# Your goal:
If a line in the data below contains "fiberglass", copy it.

# Given records:
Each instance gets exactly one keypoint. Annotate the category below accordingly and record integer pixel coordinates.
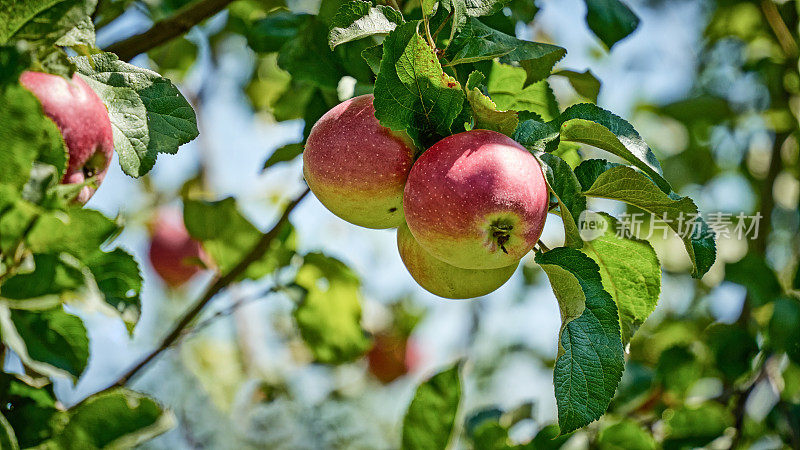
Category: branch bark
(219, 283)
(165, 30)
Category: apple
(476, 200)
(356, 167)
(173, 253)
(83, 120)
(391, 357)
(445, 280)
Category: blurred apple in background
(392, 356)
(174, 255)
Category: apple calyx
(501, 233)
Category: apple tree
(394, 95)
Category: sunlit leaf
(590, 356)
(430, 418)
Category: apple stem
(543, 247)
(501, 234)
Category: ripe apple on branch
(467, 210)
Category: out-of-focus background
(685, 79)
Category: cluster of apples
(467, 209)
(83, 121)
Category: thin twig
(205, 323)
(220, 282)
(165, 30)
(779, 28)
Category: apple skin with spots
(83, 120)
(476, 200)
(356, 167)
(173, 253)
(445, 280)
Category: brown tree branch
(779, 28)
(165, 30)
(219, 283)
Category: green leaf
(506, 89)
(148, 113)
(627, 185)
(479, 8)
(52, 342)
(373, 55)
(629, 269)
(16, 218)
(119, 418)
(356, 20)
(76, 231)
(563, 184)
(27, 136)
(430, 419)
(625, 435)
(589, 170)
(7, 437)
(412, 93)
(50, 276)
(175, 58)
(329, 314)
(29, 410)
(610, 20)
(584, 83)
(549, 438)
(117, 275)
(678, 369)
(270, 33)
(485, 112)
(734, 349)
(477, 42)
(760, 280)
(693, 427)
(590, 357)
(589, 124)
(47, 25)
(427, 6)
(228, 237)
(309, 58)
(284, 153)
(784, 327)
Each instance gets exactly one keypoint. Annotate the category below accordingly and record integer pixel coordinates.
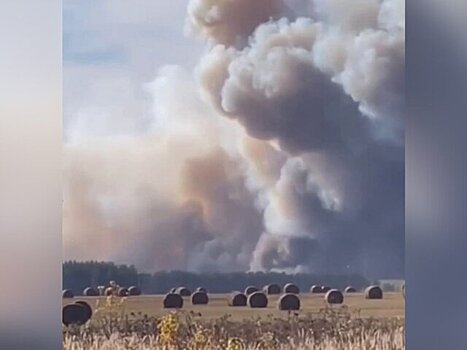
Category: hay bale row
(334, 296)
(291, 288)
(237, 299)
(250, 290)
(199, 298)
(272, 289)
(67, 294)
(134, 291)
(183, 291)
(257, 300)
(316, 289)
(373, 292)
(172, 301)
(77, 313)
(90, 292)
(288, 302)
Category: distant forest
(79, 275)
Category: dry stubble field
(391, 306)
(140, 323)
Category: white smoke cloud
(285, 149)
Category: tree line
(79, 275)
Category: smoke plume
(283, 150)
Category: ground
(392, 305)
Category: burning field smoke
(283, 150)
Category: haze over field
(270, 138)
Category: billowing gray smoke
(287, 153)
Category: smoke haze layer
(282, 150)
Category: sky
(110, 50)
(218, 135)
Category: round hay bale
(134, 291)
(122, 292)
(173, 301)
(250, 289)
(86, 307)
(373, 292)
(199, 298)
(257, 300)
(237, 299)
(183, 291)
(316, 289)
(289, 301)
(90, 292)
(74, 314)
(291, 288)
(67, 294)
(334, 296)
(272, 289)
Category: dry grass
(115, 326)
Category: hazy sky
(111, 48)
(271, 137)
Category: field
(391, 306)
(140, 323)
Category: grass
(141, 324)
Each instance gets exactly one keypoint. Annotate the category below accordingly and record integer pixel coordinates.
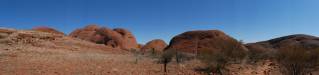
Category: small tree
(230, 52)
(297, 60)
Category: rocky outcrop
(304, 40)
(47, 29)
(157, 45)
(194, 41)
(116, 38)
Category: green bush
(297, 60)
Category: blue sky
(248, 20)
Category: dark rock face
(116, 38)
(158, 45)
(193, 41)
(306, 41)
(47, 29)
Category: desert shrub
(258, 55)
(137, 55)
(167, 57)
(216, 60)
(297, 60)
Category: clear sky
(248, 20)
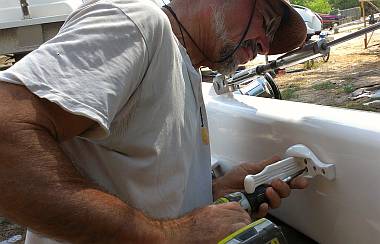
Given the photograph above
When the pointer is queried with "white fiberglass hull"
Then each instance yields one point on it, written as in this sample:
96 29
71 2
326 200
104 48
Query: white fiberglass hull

# Written solution:
When the pointer is queried with "white fiberglass hull"
Query: white fiberglass hull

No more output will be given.